◆ EXERCISES
1. In the article on legal costs, since which year have fixed recoverable costs applied to most personal injury claims valued at less than £25,000?
2. Reproduce the passage of the article on legal costs between "Fixed fees will" and "historic sexual abuse.", inclusive.
3. Resume the article on legal costs after its final sentence.

◆ TEXT
——
Getting to grips with costs
Association of Costs Lawyers chair Jack Ridgway outlines the changes on the horizon for legal costs and why CILEX practitioners should be prepared
Costs are as important to the modern Chartered Legal Executive as they are to any of the other regulated legal professions and take up an increasing amount of judicial time – in particular that of district judges in the county court.
In a world where the legal landscape is ever-changing, the role that legal costs play can lag behind, which sometimes means that the real change comes after it appears the dust has settled.
While the changes on the horizon are innumerable, it seems to me that there are three key events, or possible events, that could have the biggest impact on practitioners, namely:
Fixed recoverable costs
The purpose of FRC is simple and has been mooted since the reforms led by Lord Woolf in the 1990s: to provide consumers with a predictable cost for legal services.
Fixed fees will be well known to those who practice in criminal law or deputyships and FRC have existed in some form in civil claims since 2005, with the introduction of fixed success fees in certain types of litigation. Since 2014, we have also seen FRC in most personal injury claims valued at less than £25,000, with the notable exceptions of clinical negligence, mesothelioma and historic sexual abuse.
“The extension of FRC to types of work which have never been subject to them before is likely to cause significant disruption to the market”
The significant changes anticipated next year are twofold, with FRC applying to most types of contentious litigation where they are valued at up to £100,000. Outside of the main FRC proposals, steps are also being taken to agree FRC for clinical negligence claims and mesothelioma claims.
——
◆ THE DATA
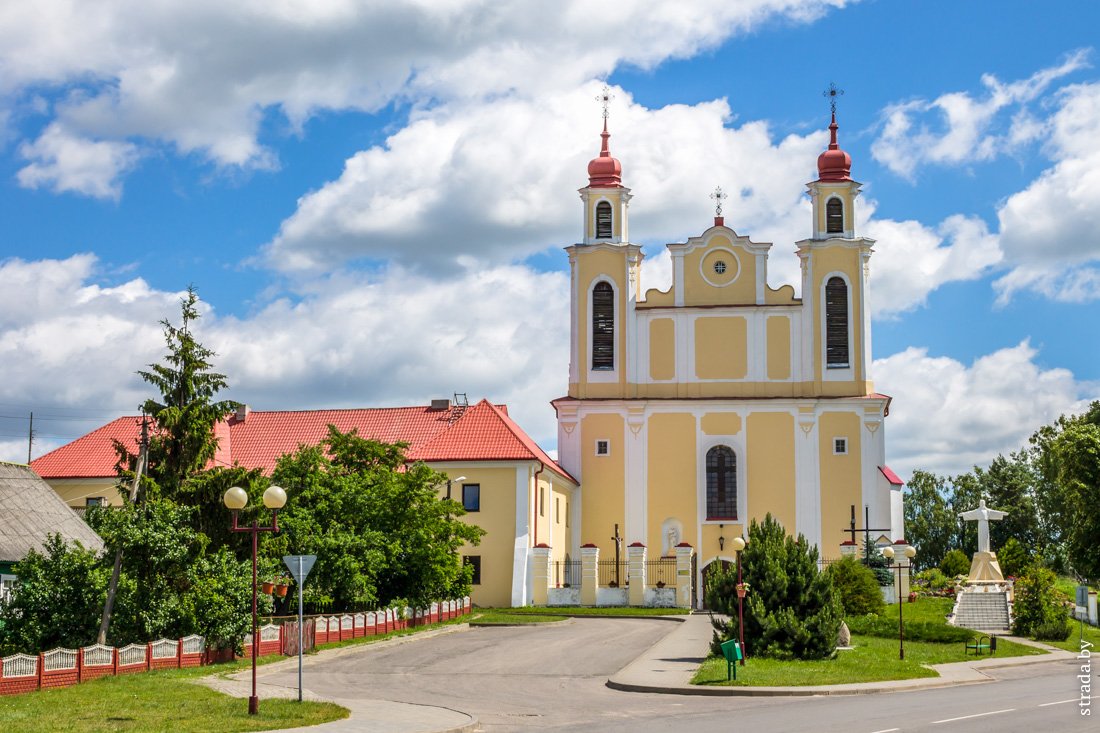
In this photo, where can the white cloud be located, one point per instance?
(66, 162)
(201, 75)
(949, 416)
(958, 128)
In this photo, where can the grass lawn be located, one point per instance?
(871, 660)
(155, 701)
(1074, 643)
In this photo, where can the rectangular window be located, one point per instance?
(475, 561)
(471, 496)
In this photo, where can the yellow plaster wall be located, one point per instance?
(831, 260)
(671, 477)
(592, 265)
(497, 517)
(840, 477)
(779, 347)
(662, 349)
(721, 424)
(770, 463)
(732, 287)
(603, 499)
(721, 348)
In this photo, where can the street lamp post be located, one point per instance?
(889, 554)
(738, 545)
(238, 499)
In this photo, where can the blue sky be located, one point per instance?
(371, 198)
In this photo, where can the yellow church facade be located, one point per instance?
(694, 409)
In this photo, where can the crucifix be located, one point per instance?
(867, 531)
(717, 196)
(618, 543)
(605, 98)
(833, 93)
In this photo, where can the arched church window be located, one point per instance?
(603, 220)
(603, 327)
(834, 216)
(836, 324)
(721, 483)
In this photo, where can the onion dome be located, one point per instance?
(605, 172)
(834, 164)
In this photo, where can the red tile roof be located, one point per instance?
(480, 433)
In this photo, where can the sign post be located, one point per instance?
(299, 567)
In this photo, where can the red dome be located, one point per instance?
(834, 164)
(605, 172)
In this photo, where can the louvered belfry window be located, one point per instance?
(603, 327)
(721, 483)
(603, 220)
(836, 324)
(834, 216)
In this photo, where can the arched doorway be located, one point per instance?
(707, 569)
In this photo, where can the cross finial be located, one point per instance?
(717, 196)
(833, 93)
(605, 98)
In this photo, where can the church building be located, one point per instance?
(694, 409)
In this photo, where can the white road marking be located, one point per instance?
(992, 712)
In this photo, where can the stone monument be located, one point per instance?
(983, 568)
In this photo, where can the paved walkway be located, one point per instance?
(669, 665)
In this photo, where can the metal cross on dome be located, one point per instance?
(605, 98)
(717, 196)
(833, 93)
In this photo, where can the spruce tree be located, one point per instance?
(791, 611)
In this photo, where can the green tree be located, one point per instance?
(56, 601)
(857, 587)
(955, 564)
(376, 524)
(1013, 558)
(184, 416)
(1040, 609)
(791, 611)
(930, 525)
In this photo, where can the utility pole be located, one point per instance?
(112, 589)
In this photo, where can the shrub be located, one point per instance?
(792, 611)
(1013, 558)
(1040, 605)
(955, 564)
(933, 582)
(917, 631)
(856, 586)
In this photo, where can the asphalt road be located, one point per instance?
(551, 678)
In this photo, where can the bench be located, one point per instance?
(732, 651)
(978, 646)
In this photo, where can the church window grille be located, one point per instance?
(603, 220)
(834, 216)
(603, 327)
(836, 324)
(721, 483)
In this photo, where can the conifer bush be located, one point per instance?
(856, 586)
(792, 611)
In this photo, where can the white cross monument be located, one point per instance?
(983, 568)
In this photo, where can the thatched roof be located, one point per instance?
(31, 511)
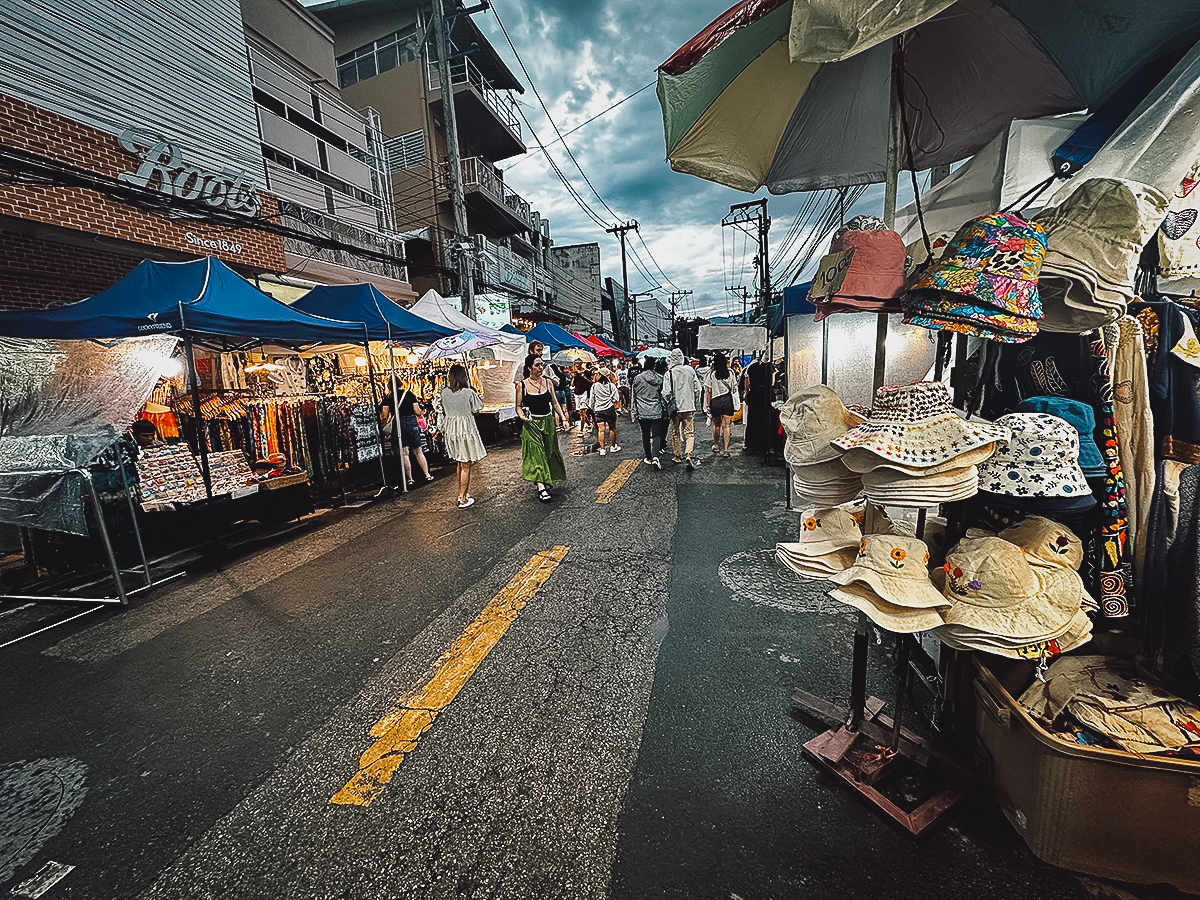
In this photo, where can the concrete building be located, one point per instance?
——
◆ RESPONSES BY TASK
1. Since 2014.

2.
Fixed fees will be well known to those who practice in criminal law or deputyships and FRC have existed in some form in civil claims since 2005, with the introduction of fixed success fees in certain types of litigation. Since 2014, we have also seen FRC in most personal injury claims valued at less than £25,000, with the notable exceptions of clinical negligence, mesothelioma and historic sexual abuse.

3.
The main FRC proposals should be implemented in April 2023, but this date has been pushed back several times and so a further reprieve is not beyond the realms of possibility.
The extension of FRC to types of work which have never been subject to them before is likely to cause significant disruption to the market; everything from contentious probate to boundary disputes will become subject to fixed fees. Setting the upper limit at £100,000 will cause further upheaval, with some areas seeing consolidation to ensure that there is sufficient volume to maintain profits, while other areas will use technology to streamline processes.
While these changes represent risks, they also represent opportunity. CILEX practices are younger than many of their competitors, meaning they are likely to be built around technology and more modern working practices.
Areas which may be subject to fixed recoverable costs or fixed percentage fees in the future, are conveyancing, leasehold and non-contentious probate.
Future digitisation
HM Courts & Tribunals Service (HMCTS) has embarked on one online initiative or another since the invention of email. However, the pandemic has seen certain elements – such as virtual hearings and electronic bundles – become normalised; Court of Appeal hearings and Supreme Court judgments can now be found on YouTube.
Alongside these more general changes, HMCTS has, over the past several years, introduced the Common Platform in criminal cases and CE-filing in the High Court.
It now seems likely that some form of online platform for the county court will be implemented. However, whether the vision of a fully digital court system outlined by the Master of the Rolls, Sir Geoffrey Vos, and others, will be born from this, or a system built from the ground up for the digital age, remains to be seen. In either eventuality, those practitioners who invest in technology will be best placed to serve their clients.
The Solicitors Act
The Solicitors Act 1974 is a dated piece of legislation, being only 11 years younger than the Chartered Institute of Legal Executives itself. CILEX practitioners will likely wonder why such a piece of legislation may be of relevance to them.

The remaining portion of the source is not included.